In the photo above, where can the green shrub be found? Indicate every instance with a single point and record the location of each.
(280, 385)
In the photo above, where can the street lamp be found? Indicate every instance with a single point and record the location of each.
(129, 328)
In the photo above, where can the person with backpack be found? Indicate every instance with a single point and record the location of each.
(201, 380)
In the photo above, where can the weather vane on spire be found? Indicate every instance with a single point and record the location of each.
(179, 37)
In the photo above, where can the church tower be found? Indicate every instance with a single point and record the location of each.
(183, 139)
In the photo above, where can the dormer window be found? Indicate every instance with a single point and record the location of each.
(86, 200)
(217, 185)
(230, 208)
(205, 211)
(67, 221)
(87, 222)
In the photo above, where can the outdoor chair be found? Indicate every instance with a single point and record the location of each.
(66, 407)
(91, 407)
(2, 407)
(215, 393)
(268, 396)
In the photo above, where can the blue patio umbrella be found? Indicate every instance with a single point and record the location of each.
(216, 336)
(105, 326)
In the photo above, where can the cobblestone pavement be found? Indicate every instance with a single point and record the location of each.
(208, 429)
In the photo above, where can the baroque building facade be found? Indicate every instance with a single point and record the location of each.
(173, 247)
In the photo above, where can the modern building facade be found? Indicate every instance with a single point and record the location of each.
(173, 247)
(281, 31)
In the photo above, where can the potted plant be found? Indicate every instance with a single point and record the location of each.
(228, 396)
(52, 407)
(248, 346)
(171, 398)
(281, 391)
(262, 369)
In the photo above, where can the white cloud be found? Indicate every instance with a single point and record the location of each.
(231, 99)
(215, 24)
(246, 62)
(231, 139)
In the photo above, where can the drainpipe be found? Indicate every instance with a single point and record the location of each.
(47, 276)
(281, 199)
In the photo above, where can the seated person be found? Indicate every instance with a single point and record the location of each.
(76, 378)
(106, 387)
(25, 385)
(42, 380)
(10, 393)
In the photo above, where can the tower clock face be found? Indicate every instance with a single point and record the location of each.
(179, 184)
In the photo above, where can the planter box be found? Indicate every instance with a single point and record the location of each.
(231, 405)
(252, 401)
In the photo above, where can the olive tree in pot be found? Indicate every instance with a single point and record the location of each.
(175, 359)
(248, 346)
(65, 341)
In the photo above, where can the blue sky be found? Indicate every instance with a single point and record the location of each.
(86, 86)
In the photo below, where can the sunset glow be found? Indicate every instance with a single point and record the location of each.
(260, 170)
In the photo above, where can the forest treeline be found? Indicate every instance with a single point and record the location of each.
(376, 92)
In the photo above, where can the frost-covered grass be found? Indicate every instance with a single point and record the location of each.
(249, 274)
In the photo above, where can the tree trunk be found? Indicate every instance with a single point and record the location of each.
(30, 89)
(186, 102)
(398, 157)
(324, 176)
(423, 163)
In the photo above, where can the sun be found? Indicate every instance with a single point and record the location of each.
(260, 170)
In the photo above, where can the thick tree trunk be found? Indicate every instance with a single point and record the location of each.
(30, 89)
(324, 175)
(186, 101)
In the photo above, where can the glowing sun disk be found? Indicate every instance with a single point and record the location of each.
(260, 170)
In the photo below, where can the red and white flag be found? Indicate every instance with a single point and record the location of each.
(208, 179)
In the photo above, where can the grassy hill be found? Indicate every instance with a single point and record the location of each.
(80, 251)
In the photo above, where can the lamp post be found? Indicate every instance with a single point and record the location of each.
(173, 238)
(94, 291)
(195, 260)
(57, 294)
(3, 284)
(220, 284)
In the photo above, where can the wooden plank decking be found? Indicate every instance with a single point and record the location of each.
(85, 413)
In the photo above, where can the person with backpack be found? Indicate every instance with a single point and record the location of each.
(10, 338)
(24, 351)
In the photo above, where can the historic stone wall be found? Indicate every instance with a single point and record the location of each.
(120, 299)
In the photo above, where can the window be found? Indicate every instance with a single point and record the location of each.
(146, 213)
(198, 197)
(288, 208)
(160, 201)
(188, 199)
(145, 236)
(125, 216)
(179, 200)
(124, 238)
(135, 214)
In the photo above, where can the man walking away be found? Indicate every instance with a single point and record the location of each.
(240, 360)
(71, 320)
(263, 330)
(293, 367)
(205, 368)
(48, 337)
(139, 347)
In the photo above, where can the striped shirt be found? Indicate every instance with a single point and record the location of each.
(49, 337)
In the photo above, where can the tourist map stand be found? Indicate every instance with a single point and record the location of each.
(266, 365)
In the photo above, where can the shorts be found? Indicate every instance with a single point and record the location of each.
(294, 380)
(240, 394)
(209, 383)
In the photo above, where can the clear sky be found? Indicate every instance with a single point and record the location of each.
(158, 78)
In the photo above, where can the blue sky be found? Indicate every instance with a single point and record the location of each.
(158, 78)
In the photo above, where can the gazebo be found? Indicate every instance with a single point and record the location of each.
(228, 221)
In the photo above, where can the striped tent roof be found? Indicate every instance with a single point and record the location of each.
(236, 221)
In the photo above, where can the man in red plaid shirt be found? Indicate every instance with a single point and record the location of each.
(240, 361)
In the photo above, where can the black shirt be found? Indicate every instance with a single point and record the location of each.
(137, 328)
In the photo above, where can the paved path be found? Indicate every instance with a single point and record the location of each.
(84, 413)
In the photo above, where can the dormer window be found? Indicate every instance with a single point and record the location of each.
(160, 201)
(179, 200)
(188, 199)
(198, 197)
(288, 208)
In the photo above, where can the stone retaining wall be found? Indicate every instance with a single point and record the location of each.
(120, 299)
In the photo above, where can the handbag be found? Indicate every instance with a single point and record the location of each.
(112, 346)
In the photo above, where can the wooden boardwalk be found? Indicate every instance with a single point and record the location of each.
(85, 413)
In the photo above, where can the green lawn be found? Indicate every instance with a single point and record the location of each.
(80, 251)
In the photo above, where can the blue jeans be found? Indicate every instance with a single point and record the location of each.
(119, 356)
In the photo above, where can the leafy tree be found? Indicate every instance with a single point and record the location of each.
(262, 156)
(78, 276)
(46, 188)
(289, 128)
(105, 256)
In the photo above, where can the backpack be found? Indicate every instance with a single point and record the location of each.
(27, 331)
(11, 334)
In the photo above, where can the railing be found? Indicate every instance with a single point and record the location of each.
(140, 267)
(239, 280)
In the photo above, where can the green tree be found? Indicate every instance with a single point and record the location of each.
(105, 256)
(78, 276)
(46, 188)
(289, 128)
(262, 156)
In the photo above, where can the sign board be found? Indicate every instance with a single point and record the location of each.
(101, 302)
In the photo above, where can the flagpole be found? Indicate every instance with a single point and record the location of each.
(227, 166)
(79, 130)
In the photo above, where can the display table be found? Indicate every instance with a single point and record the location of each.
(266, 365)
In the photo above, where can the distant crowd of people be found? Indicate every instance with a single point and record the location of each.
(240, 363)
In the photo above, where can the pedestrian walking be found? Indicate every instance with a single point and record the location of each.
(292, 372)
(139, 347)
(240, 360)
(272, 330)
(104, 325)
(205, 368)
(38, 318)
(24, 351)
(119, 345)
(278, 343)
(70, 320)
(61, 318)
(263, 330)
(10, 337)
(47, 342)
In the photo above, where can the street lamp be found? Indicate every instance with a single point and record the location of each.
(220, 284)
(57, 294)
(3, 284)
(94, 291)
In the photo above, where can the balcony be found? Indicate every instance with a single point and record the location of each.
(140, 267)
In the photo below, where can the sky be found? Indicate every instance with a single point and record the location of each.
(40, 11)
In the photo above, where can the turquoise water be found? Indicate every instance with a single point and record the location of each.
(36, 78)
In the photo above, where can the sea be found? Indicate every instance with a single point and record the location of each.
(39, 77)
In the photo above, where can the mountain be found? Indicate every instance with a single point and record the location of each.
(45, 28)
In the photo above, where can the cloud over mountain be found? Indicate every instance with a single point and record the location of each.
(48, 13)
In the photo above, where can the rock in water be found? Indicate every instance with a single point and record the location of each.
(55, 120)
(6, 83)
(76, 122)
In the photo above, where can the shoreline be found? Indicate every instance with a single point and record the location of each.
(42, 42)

*****

● **WHAT TO PRODUCE**: Beginning at the line that holds "In the photo above, where can the mountain", reproduce each line of the records above down to and including the last one.

● **EXERCISE ANSWER**:
In the photo above, where can the mountain be found? Indicate every instance with a single point and record the location of each.
(45, 28)
In the photo above, where can the cloud over mountain be found? Indicate every instance with a single point and record the location of each.
(48, 13)
In the photo above, where can the rock in water be found? Indicate every instance with a single point and record the location of each.
(55, 120)
(6, 83)
(76, 122)
In the photo above, where can the shoreline be found? Indicate every instance with a single point and record the location of each.
(42, 42)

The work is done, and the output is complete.